- _PROBLEM SET_
A: Reproduce word for word everything in the article on EU sanctions and the jailed Burmese activist from "But with a crackdown" down to "be postponed indefinitely.".
B: Answer these questions from the article on EU sanctions and the jailed Burmese activist:
(i) What sentence was U Yaw Hsi given?
(ii) In what year was Burma allowed into ASEAN?
(iii) What did police seize when U Yaw Hsi was arrested?

- _DOCUMENT SECTION_
┏━━
Subject: EU sanctions to stay as activist is jailed

BURMA
Sydney Morning Herald
EU sanctions to stay as activist is jailed
Date: 17/02/99


By CRAIG SKEHAN in Bangkok

A Burmese democracy activist has been sentenced to 5 1/2 years in jail with
hard labour, increasing pressure on the European Union to maintain sanctions
against the country's repressive regime.

The sentencing of 51-year-old U Yaw Hsi, on what critics maintain was a
blatantly trumped-up drugs charge, is the latest in a spate of long prison
terms imposed on members of the country's National League for Democracy
(NLD), and comes at a particularly sensitive time.

Diplomatic initiatives are being pursued in an effort to avoid an EU ban on
representatives of the military regime attending ministerial talks in Berlin
next month.

Members of the Association of South-East Asian Nations (ASEAN) are scheduled
to discuss a range of development issues, including aid flows.

But Britain has maintained that it will veto Burmese participation because
the junta has not improved its appalling human rights record. There also is
an ongoing ban on EU members issuing visas to senior Burmese officials.

ASEAN has so far insisted that Burma, which was allowed into the regional
grouping in 1997, be allowed to attend the Berlin ministerial talks.

But with a crackdown under way against members of Burma's pro-democracy
movement, prospects for resolving the impasse appear slight and the
gathering appears likely to be postponed indefinitely.

U Yaw Hsi, elected to an aborted 1990 national parliament, was arrested at
his home in October. Police seized a cloth, soaked in opium oil, which is
used as a traditional treatment for dysentery and other stomach disorders.
┗━━
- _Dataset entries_
┏━━
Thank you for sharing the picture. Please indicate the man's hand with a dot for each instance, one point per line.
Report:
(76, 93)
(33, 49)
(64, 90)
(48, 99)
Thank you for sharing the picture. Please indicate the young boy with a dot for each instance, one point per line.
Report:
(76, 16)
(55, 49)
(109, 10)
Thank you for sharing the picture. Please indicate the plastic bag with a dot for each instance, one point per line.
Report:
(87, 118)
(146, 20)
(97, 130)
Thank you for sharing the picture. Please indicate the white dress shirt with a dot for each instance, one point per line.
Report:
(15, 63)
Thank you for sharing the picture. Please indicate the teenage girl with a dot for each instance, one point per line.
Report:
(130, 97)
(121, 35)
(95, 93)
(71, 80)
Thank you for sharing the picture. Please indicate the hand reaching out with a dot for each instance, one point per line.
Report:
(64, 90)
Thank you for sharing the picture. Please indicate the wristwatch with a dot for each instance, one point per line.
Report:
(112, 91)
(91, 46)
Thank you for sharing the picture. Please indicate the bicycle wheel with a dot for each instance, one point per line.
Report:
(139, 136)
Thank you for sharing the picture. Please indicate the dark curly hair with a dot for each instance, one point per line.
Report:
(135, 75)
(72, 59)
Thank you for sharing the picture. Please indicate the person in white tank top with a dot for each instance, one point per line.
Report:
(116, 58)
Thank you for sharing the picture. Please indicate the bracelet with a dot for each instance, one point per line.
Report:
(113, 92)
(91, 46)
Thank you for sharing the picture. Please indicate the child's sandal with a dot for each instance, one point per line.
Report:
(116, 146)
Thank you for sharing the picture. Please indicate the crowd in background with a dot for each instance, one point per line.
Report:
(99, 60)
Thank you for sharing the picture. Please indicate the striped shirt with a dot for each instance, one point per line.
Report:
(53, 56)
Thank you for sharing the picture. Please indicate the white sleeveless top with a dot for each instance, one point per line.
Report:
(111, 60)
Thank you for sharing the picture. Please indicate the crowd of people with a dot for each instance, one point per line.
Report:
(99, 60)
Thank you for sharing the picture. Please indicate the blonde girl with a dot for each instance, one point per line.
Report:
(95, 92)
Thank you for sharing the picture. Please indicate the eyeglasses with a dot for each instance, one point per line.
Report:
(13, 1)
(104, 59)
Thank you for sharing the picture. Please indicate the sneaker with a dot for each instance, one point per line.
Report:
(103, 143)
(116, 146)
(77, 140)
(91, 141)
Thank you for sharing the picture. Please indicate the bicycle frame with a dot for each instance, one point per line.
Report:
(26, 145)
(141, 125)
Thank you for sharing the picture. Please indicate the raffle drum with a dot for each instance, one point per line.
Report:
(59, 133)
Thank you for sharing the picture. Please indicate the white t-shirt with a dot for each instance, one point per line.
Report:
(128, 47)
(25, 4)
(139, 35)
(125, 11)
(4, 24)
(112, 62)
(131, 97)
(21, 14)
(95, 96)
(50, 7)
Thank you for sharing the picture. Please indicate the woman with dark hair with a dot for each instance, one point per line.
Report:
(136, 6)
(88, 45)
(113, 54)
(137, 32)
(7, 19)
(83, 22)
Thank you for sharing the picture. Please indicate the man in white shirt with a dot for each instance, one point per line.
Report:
┗━━
- _YOUR WRITTEN ANSWERS_
A:
But with a crackdown under way against members of Burma's pro-democracy
movement, prospects for resolving the impasse appear slight and the
gathering appears likely to be postponed indefinitely.

B:
(i) 5 1/2 years in jail with hard labor.
(ii) 1997.
(iii) A cloth soaked in opium oil.